Stated task → In each of the rows below, switch every "instance" to "occurrence" and give the lines again with nothing else changed.

(Stored records)
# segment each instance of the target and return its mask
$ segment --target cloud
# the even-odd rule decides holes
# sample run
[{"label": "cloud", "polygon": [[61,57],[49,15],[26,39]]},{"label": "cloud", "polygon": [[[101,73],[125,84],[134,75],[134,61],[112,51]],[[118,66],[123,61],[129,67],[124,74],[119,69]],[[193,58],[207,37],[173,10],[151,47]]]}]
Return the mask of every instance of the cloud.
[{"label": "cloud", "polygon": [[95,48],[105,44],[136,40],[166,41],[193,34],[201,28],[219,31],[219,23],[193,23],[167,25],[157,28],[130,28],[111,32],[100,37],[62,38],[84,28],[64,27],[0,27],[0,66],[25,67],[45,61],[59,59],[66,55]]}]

Solved exercise →
# segment each occurrence of the target and return its mask
$ segment --target cloud
# the even-odd rule decides holes
# sample run
[{"label": "cloud", "polygon": [[61,57],[49,15],[26,39]]},{"label": "cloud", "polygon": [[[101,73],[125,84],[134,75],[134,61],[112,51]],[[118,66],[123,61],[129,67],[124,74],[119,69]],[[193,58],[207,37],[173,10],[151,47]]]}]
Return the mask of every occurrence of the cloud.
[{"label": "cloud", "polygon": [[95,48],[105,44],[136,40],[166,41],[193,34],[201,28],[219,31],[219,23],[193,23],[167,25],[157,28],[130,28],[111,32],[100,37],[62,38],[84,28],[64,27],[0,27],[0,66],[25,67],[45,61],[59,59],[66,55]]}]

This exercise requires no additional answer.